*Exercise objective*:
Continue the forum thread on fiber optic lighting in model cockpits from the point where it stops.

*Given passage*:
┄┄┄┄┄┄┄┄┄┄

# Fibre Optic Cockpits



## S4Simon (Dec 24, 2006)

Over the last couple of months I've been thinking about adding fibre optics to the next model I build. Never tried this before so am starting from scratch. The plan is to create a small circuit board for all the lighting. 3mm green leds will light the 2 displays + another for the heads up display (which I'm hoping will light up nicely). Another 30 or so fibre optic wires will light the other switches within the cockpit as well as all external lighting. I'll need to dim the cockpit switch lighting probably by painting the optic ends with a transparent smokey paint. 

All still in the planning stage at the moment. 

Has anybody else tried this before ?? Beats me why there are not any readily available lighting kits on the market. So far circuit card + components + fibre optics have cost me Au$10 all up.


----------



## S4Simon (Dec 24, 2006)

Well after 8 months I've finally got the avionics together. 2 MFDs, + the HUD and numerous other optics in the cockpit. Next is the external lighting - wingtips & nose wheel.


----------



## John P (Sep 1, 1999)

Wow, stunning!


----------



## buddho (Jul 31, 2005)

yowsa!


----------



## Guest (Oct 21, 2007)

Outbleedin'standing!!
I'd be happy with that sort of outcome, nicely done sir!

Go easy


----------



## dgtrekker (Jul 23, 2001)

Fantastic work. I tried this in an x-wing but the light I used melted one of the engines and it wound up in the scrap pile.


----------



## Jafo (Apr 22, 2005)

verycool


----------



## spe130 (Apr 13, 2004)

┄┄┄┄┄┄┄┄┄┄

*Entries supplied*:
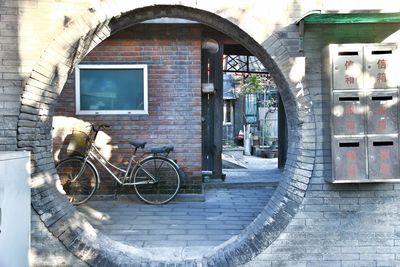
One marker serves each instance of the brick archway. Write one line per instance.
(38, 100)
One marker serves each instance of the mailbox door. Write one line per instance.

┄┄┄┄┄┄┄┄┄┄

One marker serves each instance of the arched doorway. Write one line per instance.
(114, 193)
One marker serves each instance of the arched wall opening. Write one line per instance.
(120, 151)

┄┄┄┄┄┄┄┄┄┄

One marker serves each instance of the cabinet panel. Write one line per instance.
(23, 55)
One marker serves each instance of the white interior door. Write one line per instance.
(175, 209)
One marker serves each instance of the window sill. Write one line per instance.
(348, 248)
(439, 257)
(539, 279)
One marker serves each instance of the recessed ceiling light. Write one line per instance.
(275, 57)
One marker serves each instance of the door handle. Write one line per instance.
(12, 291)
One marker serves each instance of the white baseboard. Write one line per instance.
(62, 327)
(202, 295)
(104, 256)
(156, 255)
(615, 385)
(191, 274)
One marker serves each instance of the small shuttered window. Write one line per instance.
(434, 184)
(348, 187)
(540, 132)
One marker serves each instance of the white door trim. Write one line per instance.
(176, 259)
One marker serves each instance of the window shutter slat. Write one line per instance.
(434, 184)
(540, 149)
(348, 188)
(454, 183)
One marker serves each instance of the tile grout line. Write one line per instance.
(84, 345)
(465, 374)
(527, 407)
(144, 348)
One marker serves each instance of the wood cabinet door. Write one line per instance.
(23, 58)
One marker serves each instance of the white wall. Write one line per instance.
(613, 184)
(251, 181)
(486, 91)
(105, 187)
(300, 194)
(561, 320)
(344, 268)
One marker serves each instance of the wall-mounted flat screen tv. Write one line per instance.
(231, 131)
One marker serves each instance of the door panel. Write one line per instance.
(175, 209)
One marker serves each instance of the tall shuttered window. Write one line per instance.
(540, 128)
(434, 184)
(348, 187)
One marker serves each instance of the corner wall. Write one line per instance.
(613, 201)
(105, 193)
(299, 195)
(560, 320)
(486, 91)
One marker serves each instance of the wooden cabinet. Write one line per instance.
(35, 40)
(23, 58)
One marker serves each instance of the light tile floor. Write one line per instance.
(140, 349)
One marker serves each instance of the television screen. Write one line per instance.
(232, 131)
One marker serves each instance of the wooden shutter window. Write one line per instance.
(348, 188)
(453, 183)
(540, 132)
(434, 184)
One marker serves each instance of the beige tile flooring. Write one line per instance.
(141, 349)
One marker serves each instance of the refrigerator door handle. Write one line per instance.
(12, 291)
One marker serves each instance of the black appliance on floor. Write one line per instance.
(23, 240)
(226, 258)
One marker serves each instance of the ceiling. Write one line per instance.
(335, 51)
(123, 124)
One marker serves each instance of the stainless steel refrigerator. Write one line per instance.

┄┄┄┄┄┄┄┄┄┄

*Output*:
I'm in awe...what did you use for a light source? LEDs?


----------



## S4Simon (Dec 24, 2006)

Just green leds. 2 for the MFDs and 1 for the HUD. + 1 ultra bright led for the fibreoptics. cut off some optic strands and packed them into a cut off piece of drinking straw and that fitted snugly onto the white led - very cheap, but great effect.

I'm only using 3 volts. 4.5 gets a little too bright. The power socket is hidden inside the main wheel well.


----------



## JerryinWI (Oct 25, 2007)

Wouldn't red been a better choice to use to light up the switches and side displays? White light destroys night vision. The fibre optics is so labor intensive, would it have been simpler to just backlight it? There are now several companies making lighting kits for models. The last project that I did like yours was probably 30 years ago. Back then we didn't have all the gadgets we do now only the FO. Nice work!


----------



## linksinachain (Oct 23, 2007)

WHOA!

Brillian, S4Simon! Absolutely brilliant! :thumbsup: 

Love to see some more pics as you make your way through this challenge - I am thinking I'd like to do something similar with a Monogram or Testors F-18!

Out of curiousity, what size fibre is that? I have some telecom cable here, but the strands are mighty fine. How on earth did you make such small pinholes in the plastic?

Also, what is your plan for the navlights? I see the strands you have split port and starboard, but will they provide enough light? What about colouring them red and green?

Soooo many questions!

Cheers,
Links


----------



## S4Simon (Dec 24, 2006)

Pin vice (very small hand held manual drill) for drilling the small holes. For the fibre optics I went to a $2 shop and bought a cheap fibre optic lamp (cost $4 from memory). The hardest bit was the HUD as I had to drill at an agle through the plastic so as to insert the 3mm green led. The top of the led sits perfectly, shining up through the first clear piece and then onto the HUD glass.

For the Nav lights, the optics will be fed through a drilled hole and glued to the back of the clear plastic parts which will be lightly coloured. Not sure how that will turn out just yet.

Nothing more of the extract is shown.